> Material provided:

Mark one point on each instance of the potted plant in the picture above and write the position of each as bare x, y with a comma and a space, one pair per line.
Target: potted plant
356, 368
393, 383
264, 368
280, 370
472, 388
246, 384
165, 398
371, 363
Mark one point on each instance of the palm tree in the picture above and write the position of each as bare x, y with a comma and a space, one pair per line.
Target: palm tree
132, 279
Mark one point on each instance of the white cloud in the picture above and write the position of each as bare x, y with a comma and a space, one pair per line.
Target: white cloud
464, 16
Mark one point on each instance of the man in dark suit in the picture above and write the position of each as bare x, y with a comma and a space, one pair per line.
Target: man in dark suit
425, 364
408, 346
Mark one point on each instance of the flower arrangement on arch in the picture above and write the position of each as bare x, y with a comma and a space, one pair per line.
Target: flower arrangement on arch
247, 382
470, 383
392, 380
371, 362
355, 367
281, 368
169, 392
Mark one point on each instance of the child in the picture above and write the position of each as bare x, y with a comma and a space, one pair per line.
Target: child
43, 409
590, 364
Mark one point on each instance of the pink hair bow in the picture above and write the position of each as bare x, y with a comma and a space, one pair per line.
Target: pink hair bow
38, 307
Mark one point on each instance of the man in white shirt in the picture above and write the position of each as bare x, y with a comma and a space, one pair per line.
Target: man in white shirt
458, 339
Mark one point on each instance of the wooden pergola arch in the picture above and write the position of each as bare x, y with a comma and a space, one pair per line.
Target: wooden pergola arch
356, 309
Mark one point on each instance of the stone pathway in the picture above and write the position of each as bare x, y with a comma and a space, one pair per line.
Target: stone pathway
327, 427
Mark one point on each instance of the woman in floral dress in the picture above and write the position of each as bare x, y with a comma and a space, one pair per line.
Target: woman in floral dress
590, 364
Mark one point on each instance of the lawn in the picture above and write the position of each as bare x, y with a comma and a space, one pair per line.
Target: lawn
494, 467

> What the exercise asks:
Rewrite the stretch of the data from the line containing "Mark one point on each instance of the man in white" through the end, keeping every line in order. Offset each point coordinate by adding 9 to it, and leave all other lines unchanged.

> The answer:
Mark one point on each instance of the man in white shirt in the picture above and write the position of each as bare x, y with a comma and a space, one pair per line.
Target: man in white shirt
467, 348
Mark one point on each instance of the wooden pergola arch in the picture above and write the position of each as bare x, y with a comma and a space, one pair per line.
Target: wooden pergola arch
365, 318
Mark one point on each instance of the stone pathway in the picture above and write the position of each as bare x, y with a comma and a space, one pair per line.
Target: stone pathway
336, 436
Mark one point on each instance of the woman in floral dress in the picture above and write the position of each as bare x, y with a comma and a space, one pair per line.
Target: woman in floral dress
599, 373
Mark one point on each instance of the lawn in the picture above and write the position of each as bare x, y with a comma and a space, one pair per line.
Target: lawn
503, 476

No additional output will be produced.